**提供された本文:**
────────────────────

女性は人生で3回“結婚”する、というネパールの首都カトマンズの周辺で暮らすネワール族の風習が廃れつつある。ネワール族の女性は伝統的に、4~7歳で「果物」と、7~14歳では「太陽」と、20代になったら「男性」と結婚する。ただ親も子もかつてのように時間がなくなったため、太陽と結婚する儀式もいまは簡素化されてきた。
■果物なのに「いまの夫と似ている」
ネワール族の女性にとって最初の結婚相手となるのは、「ベル」と呼ばれる果物の実だ。形と大きさは小さなナシのよう。とても硬い。ネワール族以外の民族はベルの果汁を飲む。ネワール族にとっては神聖な果物のため飲まない。
ベルの実をとってくるのは、結婚の儀式を執り行うヒンドゥー寺院の僧侶だ。畑に生えている木からもいでくる。ベルの実を僧侶は儀式の最中に少女にこっそりと渡す。キズや穴が付いていない、きれいな実が結婚相手として人気だ。

────────────────────

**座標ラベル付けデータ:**
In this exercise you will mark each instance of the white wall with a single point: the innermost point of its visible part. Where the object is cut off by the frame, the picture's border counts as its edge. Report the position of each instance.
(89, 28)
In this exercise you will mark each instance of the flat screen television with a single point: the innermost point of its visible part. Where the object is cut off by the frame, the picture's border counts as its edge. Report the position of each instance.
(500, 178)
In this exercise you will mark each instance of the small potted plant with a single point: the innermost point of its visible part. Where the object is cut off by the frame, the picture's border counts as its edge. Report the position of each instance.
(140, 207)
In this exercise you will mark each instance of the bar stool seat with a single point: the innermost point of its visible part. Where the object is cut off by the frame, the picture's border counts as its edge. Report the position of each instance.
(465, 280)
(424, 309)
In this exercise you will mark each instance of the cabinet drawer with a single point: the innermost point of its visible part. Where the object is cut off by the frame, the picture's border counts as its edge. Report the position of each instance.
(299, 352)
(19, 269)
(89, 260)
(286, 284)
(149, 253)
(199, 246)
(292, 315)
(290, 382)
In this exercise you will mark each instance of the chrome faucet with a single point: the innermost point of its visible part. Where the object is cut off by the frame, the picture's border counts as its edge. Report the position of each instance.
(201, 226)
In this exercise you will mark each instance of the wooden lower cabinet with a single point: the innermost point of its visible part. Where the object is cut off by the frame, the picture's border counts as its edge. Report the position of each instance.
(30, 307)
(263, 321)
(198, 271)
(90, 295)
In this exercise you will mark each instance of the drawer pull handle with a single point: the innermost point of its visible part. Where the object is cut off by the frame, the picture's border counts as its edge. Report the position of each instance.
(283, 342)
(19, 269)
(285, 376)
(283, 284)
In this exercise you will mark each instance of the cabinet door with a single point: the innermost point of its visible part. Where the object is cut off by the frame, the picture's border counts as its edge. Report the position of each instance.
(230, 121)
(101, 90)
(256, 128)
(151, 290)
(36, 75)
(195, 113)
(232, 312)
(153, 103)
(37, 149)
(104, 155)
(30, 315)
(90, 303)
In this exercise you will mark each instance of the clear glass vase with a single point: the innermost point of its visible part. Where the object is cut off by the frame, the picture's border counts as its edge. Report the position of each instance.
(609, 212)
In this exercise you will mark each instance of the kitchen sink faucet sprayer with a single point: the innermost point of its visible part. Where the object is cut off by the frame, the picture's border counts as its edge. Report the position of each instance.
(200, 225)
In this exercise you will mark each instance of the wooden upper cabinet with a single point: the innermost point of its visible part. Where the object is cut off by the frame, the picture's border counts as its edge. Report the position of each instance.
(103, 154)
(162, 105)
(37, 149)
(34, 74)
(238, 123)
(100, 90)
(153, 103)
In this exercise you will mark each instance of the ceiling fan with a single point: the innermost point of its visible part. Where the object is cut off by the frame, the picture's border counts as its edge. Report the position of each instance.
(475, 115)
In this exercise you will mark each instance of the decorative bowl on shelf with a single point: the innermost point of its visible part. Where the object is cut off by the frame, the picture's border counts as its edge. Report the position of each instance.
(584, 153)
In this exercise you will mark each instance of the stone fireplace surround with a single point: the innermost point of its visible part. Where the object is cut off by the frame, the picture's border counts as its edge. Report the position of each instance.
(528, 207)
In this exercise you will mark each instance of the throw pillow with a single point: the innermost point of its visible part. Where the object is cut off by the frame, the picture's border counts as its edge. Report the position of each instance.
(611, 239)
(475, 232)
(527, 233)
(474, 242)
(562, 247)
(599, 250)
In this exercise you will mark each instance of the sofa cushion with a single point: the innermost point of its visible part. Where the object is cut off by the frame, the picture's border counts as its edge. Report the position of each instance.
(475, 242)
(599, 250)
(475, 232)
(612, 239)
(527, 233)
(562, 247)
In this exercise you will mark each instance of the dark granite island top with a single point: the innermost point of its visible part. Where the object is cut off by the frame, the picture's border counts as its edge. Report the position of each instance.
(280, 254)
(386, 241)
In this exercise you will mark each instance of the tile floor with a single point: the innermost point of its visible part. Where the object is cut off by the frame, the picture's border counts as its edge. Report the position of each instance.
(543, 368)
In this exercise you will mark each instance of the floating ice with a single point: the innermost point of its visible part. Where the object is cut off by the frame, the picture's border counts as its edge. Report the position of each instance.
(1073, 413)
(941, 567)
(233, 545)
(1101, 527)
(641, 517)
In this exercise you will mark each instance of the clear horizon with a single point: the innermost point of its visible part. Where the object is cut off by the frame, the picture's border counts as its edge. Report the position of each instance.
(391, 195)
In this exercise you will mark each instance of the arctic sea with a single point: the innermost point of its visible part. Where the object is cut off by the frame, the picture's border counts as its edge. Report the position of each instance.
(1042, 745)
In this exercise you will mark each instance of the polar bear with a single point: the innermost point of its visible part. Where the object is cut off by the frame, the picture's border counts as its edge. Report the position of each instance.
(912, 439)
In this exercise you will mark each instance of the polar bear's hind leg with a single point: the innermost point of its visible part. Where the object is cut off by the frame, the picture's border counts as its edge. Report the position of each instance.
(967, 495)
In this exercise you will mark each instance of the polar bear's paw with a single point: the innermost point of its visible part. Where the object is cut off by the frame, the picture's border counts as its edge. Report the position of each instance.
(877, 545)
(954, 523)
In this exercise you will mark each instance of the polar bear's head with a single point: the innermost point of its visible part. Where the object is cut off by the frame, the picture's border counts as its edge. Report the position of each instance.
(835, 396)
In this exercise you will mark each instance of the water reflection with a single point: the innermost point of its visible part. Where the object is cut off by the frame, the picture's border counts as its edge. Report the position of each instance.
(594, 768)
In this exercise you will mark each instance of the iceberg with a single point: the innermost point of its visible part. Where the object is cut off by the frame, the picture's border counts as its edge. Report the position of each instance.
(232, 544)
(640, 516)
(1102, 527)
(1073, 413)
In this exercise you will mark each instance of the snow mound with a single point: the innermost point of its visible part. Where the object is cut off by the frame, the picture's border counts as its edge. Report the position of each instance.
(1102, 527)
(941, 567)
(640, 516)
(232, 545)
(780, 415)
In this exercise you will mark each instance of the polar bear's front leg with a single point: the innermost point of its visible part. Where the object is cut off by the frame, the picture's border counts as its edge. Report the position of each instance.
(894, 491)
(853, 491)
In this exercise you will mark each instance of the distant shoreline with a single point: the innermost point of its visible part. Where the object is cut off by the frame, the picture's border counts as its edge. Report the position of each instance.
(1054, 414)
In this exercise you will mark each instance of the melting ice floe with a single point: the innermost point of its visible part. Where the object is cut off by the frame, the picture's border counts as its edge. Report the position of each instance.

────────────────────

本文の「ベルの実をとってくるのは」で始まる段落を、主な事実を残したまま箇条書きに書き直してください。 エントリーは本文とは別の資料です。

- ベルの実をとってくるのは、結婚の儀式を執り行うヒンドゥー寺院の僧侶である。
- 僧侶は畑に生えている木から実をもいでくる。
- 僧侶は儀式の最中に、その実を少女にこっそりと渡す。
- 結婚相手としては、キズや穴のないきれいな実が人気である。